#### TASK DESCRIPTION
Pick out each line in the records below that contains the string "girl" and copy those lines out. Uppercase and lowercase letters count as different.

#### STORED ROWS
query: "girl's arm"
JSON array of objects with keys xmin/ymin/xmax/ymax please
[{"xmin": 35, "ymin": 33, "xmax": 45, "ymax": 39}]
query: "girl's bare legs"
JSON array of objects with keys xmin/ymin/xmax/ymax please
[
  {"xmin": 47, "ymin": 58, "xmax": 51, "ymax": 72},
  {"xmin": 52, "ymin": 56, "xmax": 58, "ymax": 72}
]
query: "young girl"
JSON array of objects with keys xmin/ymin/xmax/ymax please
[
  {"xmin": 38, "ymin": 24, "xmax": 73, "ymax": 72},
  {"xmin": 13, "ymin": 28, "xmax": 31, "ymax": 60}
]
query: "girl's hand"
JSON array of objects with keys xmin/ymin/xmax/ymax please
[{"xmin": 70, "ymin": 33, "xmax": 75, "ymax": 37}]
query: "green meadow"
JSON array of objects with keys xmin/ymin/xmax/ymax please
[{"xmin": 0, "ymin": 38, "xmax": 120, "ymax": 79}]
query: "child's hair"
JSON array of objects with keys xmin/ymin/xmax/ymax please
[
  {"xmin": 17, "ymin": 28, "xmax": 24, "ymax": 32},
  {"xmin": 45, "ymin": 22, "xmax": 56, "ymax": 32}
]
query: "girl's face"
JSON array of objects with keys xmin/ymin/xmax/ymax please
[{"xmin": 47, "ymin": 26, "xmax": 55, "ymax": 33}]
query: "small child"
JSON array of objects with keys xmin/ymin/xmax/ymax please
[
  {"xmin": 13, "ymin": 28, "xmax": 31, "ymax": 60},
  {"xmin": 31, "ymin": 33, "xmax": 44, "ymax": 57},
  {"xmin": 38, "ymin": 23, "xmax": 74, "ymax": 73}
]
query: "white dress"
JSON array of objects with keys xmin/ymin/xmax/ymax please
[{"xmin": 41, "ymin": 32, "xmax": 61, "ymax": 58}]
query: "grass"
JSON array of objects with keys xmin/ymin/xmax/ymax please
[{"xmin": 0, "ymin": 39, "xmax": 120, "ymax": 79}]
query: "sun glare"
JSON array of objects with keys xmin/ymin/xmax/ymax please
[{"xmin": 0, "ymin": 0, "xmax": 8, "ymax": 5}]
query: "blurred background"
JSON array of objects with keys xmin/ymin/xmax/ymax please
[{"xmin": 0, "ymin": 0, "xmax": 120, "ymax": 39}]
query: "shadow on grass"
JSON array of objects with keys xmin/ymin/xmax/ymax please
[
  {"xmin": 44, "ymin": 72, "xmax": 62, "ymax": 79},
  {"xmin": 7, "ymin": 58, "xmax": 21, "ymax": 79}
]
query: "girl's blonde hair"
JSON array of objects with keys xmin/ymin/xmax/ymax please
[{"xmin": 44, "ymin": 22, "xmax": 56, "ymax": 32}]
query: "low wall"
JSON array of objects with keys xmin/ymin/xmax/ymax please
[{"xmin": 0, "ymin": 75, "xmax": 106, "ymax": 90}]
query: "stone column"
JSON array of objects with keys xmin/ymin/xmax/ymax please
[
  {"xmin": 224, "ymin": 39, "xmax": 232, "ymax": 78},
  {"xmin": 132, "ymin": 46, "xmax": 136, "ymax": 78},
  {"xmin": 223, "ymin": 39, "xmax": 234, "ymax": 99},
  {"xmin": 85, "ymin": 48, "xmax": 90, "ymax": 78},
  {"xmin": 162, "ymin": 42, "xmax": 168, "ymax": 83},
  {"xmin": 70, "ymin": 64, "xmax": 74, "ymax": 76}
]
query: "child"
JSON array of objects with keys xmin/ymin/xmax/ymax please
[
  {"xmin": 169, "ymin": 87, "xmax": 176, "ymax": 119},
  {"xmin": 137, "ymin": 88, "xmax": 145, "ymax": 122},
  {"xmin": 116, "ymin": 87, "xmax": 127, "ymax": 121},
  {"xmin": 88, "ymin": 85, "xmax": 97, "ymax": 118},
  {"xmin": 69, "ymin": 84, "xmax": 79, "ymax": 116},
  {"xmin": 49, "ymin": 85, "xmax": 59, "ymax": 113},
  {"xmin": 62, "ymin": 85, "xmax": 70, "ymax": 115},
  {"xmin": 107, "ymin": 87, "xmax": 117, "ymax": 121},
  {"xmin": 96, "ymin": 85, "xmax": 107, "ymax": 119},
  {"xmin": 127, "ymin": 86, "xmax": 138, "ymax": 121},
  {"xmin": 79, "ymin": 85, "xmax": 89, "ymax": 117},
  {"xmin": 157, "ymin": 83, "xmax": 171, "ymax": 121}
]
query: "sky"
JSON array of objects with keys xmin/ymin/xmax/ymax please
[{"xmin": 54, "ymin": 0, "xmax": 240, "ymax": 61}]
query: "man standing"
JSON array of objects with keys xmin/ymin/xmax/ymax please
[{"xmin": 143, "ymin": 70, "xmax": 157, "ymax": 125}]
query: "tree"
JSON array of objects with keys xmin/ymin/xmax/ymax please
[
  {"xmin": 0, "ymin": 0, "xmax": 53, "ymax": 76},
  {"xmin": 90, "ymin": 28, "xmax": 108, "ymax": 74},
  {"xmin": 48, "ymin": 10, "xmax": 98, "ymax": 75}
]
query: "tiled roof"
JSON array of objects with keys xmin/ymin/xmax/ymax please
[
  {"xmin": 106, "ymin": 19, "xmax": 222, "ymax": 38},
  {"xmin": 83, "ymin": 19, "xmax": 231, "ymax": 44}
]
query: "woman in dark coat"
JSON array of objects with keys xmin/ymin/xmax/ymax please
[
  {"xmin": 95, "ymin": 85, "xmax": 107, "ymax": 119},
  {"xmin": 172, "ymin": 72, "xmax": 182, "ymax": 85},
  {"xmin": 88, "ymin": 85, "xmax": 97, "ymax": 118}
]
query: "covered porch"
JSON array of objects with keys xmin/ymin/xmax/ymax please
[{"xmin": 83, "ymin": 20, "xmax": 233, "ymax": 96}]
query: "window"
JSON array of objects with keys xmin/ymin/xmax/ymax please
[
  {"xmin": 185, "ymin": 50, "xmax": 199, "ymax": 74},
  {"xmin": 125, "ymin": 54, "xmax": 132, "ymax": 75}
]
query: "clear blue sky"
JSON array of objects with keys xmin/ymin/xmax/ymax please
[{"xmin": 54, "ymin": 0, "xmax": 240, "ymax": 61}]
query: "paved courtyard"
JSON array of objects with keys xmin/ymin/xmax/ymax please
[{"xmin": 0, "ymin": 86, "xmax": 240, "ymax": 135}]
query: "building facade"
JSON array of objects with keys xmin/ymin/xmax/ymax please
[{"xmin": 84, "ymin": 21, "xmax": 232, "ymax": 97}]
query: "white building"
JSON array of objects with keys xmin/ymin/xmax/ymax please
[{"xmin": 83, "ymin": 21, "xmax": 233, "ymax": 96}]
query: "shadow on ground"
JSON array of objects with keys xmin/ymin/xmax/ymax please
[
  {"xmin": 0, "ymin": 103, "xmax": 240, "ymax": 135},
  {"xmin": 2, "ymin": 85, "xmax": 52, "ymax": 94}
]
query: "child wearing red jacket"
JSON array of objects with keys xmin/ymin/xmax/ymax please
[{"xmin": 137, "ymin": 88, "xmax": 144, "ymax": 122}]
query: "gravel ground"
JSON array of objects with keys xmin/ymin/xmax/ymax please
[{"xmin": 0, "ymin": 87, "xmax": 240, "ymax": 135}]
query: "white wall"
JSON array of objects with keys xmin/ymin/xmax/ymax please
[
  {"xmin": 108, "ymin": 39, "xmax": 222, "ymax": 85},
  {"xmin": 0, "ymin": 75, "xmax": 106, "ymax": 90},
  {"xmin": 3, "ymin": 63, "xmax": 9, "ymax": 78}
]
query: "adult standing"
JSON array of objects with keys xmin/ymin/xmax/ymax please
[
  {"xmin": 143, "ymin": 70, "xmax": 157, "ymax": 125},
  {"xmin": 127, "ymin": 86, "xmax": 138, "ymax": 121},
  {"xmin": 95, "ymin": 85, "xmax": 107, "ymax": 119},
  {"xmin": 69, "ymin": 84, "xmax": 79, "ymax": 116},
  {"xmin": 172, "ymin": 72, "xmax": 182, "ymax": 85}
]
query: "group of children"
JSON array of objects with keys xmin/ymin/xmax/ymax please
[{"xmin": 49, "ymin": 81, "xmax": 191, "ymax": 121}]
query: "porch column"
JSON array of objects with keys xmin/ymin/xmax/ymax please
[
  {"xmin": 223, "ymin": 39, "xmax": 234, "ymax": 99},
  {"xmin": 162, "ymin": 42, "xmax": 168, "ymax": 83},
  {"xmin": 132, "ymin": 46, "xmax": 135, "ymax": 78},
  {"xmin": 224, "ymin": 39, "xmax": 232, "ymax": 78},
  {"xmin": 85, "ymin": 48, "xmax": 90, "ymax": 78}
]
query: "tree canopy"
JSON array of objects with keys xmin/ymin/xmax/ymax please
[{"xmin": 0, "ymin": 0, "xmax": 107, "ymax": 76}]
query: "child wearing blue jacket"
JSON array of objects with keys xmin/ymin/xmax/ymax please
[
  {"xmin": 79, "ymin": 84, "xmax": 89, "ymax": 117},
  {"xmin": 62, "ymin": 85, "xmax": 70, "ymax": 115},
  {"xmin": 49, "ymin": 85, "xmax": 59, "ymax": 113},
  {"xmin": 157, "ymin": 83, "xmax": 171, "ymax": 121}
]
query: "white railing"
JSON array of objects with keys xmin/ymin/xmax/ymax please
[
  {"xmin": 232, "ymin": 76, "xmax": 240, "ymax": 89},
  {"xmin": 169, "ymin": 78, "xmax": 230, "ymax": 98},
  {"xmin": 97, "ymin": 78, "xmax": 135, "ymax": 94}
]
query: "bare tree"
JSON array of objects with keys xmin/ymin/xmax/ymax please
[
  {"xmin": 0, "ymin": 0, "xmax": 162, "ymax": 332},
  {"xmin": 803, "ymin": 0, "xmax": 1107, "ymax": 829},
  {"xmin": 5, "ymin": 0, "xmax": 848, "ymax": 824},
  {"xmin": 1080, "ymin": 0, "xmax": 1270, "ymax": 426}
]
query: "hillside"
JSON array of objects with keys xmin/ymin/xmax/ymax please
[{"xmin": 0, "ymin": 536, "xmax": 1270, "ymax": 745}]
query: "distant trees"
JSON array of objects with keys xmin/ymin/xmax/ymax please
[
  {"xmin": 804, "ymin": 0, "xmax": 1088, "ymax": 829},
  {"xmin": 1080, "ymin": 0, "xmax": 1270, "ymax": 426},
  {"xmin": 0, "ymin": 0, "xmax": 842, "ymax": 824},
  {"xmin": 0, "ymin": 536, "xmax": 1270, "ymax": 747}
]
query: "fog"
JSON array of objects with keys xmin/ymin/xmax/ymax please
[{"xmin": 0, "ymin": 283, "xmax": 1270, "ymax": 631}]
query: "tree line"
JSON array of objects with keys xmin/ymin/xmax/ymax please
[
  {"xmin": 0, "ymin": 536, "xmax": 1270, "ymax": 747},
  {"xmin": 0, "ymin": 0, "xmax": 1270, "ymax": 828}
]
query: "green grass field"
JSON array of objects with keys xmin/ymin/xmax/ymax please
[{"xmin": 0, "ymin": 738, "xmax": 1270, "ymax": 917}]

#### RIGHT ANSWER
query: "girl's arm"
query: "girl's bare legs"
query: "young girl"
query: "girl's hand"
query: "girl's face"
query: "girl's blonde hair"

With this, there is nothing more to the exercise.